> [TEXT UNDER STUDY]
◇ ◇ ◇ ◇ ◇ ◇ ◇

JetBlue Joins Chorus Asking TSA to Add Temperature Checks

The Transportation Security Administration, not the airlines, should be checking passengers’ temperatures as they are screened at the airport, JetBlue Airways says.

JetBlue has joined Southwest and Delta with that request.

Frontier Airlines has already said it will implement its own temperature screenings.

Joanna Geraghty, JetBlue’s president and chief operating officer, said that while temperature checks might not be effective for asymptomatic people, they could still alert authorities to someone who should not be flying.

“Our perspective is there needs to be a global industry solution for this,” Geraghty said in an interview. “Different standards for different airlines is going to be challenging for the traveling public. If you show up in an airport and one airline does temperature checks one way and another does it another way, that’s just hard for consumers. Our recommendation is for the government to step in and handle that service.”

Southwest Airlines CEO Gary Kelly said earlier this week he, too, wanted the TSA to take over the process of checking temperatures. And, despite instituting its own checks, Frontier also urged the government to take over the process.

Airlines for America, the main lobby group for the majority of domestic carriers, said it is in talks with TSA, Congress, the Trump administration and public health experts about several different options to ensure the safety of travelers.

◇ ◇ ◇ ◇ ◇ ◇ ◇

Region pointing data:
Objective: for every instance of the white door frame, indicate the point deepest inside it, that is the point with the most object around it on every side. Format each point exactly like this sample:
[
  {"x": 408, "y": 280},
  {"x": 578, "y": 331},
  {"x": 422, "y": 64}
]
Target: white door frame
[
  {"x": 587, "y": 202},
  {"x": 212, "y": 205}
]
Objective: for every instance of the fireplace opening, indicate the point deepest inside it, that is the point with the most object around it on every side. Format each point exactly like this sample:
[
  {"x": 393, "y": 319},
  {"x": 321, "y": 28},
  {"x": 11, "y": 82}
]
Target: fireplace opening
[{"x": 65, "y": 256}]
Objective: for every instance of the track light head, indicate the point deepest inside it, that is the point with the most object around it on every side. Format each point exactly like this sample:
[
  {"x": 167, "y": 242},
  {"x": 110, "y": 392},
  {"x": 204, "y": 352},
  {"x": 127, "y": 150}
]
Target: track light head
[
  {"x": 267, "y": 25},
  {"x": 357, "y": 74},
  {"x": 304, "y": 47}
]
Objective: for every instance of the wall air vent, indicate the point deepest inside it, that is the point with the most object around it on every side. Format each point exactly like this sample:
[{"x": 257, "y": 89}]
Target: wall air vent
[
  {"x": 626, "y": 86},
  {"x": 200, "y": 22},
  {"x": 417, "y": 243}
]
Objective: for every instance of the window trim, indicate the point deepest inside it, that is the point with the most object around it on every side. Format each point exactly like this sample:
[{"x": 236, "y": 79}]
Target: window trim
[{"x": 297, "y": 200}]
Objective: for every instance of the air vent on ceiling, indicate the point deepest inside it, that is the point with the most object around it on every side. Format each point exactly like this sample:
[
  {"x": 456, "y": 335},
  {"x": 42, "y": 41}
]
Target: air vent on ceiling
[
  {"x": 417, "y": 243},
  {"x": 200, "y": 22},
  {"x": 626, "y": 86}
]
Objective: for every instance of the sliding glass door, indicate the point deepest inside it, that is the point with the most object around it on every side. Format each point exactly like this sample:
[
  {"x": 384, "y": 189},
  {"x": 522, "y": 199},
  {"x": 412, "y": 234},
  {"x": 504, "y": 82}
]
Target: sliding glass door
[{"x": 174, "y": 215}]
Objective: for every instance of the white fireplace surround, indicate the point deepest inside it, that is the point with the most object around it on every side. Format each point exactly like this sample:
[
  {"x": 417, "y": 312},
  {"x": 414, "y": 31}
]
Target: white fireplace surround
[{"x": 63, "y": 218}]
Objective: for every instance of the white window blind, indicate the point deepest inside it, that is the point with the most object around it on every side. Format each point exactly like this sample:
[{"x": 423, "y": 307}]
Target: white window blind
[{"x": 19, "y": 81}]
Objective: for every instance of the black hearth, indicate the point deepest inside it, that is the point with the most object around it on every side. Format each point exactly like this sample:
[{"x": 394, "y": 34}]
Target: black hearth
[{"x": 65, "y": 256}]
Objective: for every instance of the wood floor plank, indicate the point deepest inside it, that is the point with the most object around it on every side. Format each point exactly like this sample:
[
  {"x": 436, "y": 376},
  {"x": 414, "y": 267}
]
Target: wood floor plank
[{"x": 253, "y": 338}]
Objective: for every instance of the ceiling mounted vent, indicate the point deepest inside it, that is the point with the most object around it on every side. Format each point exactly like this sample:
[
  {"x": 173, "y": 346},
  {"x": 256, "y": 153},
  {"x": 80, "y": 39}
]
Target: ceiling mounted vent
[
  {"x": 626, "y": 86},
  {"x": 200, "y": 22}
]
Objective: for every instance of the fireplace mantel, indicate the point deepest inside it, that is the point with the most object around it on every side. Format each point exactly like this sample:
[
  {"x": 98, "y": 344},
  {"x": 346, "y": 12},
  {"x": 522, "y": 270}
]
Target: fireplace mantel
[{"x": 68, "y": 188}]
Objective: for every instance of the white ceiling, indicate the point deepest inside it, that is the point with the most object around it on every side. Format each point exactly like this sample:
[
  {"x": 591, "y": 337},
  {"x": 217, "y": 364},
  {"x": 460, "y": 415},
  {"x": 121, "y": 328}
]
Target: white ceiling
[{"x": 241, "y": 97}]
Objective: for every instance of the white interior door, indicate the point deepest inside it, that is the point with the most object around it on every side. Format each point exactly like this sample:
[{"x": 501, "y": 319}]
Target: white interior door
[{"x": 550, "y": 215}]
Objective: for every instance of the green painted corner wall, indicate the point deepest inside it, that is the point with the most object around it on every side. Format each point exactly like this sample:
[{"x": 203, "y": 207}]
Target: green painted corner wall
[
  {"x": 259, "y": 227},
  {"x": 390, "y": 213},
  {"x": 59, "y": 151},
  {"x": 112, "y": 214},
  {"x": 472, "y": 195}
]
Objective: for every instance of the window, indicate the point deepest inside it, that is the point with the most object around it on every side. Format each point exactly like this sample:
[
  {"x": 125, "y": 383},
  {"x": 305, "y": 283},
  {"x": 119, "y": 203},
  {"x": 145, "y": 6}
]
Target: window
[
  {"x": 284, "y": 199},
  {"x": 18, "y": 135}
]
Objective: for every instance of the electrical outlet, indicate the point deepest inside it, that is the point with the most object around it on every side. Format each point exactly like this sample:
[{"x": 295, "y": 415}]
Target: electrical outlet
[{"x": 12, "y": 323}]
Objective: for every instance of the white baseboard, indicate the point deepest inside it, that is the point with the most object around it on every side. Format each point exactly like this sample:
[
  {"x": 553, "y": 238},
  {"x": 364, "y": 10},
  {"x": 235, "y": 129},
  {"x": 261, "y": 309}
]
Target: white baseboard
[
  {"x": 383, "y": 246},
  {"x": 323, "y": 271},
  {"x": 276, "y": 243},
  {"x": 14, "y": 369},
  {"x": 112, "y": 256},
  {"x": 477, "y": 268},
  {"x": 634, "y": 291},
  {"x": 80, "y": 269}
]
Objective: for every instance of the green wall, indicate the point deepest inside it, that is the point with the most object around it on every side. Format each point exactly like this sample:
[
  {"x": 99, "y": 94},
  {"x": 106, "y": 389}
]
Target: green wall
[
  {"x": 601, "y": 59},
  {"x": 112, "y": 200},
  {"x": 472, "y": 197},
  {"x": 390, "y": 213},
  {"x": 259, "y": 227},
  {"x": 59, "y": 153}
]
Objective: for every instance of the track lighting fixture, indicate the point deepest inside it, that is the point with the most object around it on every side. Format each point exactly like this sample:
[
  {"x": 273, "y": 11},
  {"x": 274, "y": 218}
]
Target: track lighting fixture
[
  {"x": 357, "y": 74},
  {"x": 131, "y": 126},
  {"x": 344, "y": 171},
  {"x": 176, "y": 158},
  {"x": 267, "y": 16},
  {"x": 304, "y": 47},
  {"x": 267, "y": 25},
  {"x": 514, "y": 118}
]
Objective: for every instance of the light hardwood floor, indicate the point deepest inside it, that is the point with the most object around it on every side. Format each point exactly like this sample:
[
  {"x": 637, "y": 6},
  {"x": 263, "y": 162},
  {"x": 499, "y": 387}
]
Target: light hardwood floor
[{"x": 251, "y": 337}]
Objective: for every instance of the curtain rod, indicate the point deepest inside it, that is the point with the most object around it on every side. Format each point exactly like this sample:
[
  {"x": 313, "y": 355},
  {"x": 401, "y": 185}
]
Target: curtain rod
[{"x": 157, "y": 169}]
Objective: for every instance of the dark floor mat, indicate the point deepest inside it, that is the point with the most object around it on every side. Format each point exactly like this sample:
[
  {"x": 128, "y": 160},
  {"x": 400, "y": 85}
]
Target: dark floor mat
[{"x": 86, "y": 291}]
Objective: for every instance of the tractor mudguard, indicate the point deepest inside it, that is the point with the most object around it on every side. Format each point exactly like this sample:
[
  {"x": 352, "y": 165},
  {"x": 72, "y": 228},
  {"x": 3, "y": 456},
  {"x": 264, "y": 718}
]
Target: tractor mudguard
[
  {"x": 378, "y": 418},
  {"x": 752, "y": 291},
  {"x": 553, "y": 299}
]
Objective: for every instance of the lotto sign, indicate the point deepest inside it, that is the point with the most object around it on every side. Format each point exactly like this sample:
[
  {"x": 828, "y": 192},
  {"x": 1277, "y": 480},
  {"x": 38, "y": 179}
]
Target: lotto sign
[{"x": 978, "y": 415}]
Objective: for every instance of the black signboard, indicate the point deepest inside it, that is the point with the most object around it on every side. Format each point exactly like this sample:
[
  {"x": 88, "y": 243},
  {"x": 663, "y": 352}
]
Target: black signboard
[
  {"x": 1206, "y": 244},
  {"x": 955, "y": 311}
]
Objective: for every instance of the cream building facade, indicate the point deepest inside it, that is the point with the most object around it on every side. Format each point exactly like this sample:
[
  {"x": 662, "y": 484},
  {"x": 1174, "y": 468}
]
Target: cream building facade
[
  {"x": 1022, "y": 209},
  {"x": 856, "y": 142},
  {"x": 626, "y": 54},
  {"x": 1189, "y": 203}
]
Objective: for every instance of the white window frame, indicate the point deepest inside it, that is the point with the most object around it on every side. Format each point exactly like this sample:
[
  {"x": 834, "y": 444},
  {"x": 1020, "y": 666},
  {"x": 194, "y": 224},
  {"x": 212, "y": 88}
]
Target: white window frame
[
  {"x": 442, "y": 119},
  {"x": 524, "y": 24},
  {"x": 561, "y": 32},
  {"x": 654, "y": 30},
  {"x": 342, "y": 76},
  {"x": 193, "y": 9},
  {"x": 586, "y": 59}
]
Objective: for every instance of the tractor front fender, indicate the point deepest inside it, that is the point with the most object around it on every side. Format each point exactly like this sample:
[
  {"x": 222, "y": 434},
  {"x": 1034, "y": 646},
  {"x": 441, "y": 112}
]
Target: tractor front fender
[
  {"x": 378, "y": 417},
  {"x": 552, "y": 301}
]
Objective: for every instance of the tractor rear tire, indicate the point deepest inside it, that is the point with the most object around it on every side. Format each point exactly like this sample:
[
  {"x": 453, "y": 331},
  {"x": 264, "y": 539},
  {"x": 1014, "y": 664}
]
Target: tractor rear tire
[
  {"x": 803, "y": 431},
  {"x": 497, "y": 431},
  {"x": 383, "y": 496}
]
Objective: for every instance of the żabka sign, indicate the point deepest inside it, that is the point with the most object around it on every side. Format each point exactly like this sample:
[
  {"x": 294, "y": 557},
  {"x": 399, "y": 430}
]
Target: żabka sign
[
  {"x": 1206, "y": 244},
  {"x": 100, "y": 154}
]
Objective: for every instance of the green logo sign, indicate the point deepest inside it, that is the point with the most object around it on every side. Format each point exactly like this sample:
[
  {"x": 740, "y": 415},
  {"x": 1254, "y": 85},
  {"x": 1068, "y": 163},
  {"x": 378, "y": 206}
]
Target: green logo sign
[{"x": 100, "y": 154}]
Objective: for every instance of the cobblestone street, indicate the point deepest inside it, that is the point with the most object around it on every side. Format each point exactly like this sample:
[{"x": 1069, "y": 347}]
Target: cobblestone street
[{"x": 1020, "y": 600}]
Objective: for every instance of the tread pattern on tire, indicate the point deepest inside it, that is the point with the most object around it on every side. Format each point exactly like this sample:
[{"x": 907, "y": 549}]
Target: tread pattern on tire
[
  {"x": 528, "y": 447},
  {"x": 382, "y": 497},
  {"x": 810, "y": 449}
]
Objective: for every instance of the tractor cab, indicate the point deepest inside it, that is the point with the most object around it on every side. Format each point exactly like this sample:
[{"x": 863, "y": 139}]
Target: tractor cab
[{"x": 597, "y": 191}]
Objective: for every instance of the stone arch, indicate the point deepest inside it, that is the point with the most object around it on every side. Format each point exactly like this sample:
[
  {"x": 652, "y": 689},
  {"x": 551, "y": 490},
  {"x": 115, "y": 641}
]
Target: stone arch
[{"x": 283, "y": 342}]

◇ ◇ ◇ ◇ ◇ ◇ ◇

> [YOUR GOAL]
Continue the text about JetBlue asking the TSA to check temperatures, starting after its last sentence. The lines above have nothing to do with the text about JetBlue and TSA temperature checks.

> [RESPONSE]
Even the White House is pushing to restart airport fever screenings for COVID-19 despite an earlier failed attempt and against the advice from the Centers For Disease Control, according to USA Today.

The White House directive to check travelers in 20 U.S. airports for fever comes after earlier efforts by the CDC to screen travelers returning from China failed to stop the global pandemic from reaching the United States.

“Thermal scanning as proposed is a poorly designed control and detection strategy as we have learned very clearly,” Dr. Martin Cetron, the CDC’s director of global mitigation and quarantine, wrote in an email to Department of Homeland Security officials on Thursday.

But Geraghty said she hopes it is still implemented.

“I think a lot will be changing in the next few weeks around what the industry is going to do and, more importantly, what that nationwide standard should be and whether the government will be stepping in and setting some of those nationwide requirements,” she said.